Task prompt
Across the data below, how many lines have the word "query" in them? Give the number and nothing else.

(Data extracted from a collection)

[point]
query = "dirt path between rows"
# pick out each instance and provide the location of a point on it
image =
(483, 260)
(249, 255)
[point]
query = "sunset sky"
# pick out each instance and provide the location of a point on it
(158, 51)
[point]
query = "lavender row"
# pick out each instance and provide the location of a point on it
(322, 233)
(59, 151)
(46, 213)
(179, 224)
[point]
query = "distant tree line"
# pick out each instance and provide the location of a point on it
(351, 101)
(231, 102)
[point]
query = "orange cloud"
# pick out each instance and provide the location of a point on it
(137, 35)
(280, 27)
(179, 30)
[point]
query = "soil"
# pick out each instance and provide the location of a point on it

Response area
6